(Source records)
* * * * *

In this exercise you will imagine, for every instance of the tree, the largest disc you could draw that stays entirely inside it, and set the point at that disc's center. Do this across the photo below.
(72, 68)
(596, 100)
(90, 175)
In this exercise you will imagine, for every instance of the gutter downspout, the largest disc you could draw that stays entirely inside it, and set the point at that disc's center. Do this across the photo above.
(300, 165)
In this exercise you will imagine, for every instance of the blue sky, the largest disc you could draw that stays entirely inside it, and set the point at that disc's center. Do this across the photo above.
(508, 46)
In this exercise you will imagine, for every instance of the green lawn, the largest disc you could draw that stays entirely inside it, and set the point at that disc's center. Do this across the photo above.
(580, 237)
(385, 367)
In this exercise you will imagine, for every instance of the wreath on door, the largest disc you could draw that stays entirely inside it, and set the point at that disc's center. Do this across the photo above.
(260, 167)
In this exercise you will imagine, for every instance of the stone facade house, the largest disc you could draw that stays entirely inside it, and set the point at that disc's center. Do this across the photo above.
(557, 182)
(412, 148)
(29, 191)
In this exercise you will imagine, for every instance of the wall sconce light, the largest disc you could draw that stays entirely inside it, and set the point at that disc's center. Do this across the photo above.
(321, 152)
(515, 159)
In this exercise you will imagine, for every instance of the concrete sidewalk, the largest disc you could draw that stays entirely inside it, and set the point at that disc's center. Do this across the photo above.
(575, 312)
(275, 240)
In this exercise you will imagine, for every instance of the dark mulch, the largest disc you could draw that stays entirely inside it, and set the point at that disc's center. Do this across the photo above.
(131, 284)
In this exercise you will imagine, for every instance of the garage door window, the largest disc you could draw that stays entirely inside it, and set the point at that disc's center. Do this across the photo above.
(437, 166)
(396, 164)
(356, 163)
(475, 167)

* * * * *

**Work to be completed:** Reproduce nothing but the lines from the line containing "of the concrete" to the last line of the data, each exactly as written.

**Result of this exercise:**
In this exercise you will imagine, for every instance of the concrete sidewalk, the largest disc you could draw that stays entirely inside it, and set the point at that disc's center. Do this across the photo above.
(575, 312)
(275, 240)
In this exercise you will imagine, for every instance of the dark mulch, the largest disc you could draw that stays entirely inside it, and set the point at that disc's center. Do this across the photo above.
(131, 284)
In this exercise you will imagine, for every instance of the garage door window, the largest disc you could draw that stays entirely inside it, and set the point at that disc's center. Do this across the photo above.
(437, 166)
(396, 164)
(356, 163)
(475, 167)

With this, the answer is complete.